━━ Data to process
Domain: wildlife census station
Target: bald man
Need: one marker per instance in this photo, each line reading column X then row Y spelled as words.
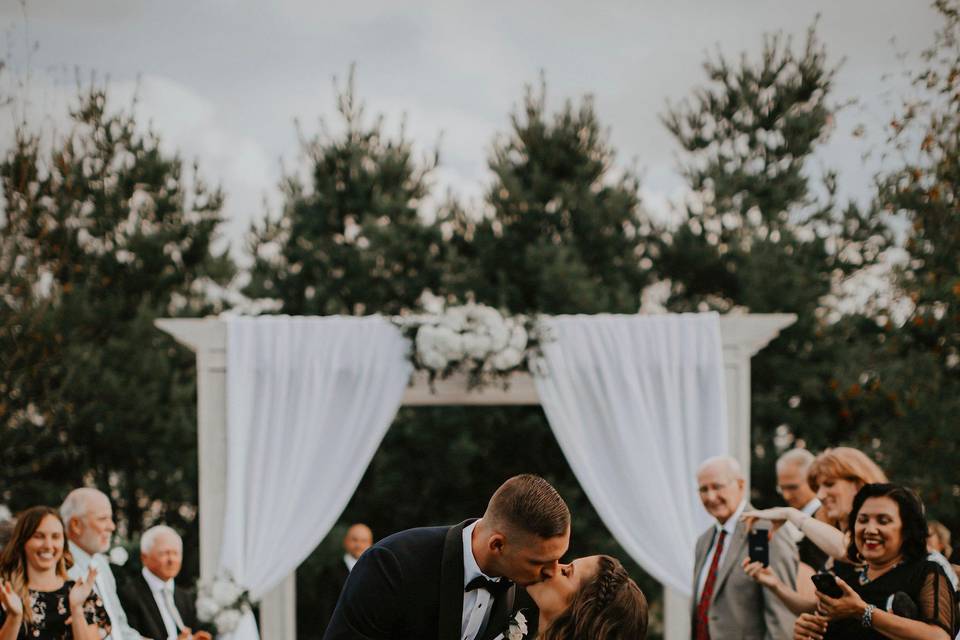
column 358, row 539
column 88, row 517
column 727, row 603
column 156, row 606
━━━━
Word for word, restate all of the records. Exclude the pictures.

Domain: wildlife census station
Target: bald man
Need: one marker per instance in this photo, each line reading column X then row Y spelled as words.
column 358, row 539
column 88, row 517
column 727, row 603
column 156, row 606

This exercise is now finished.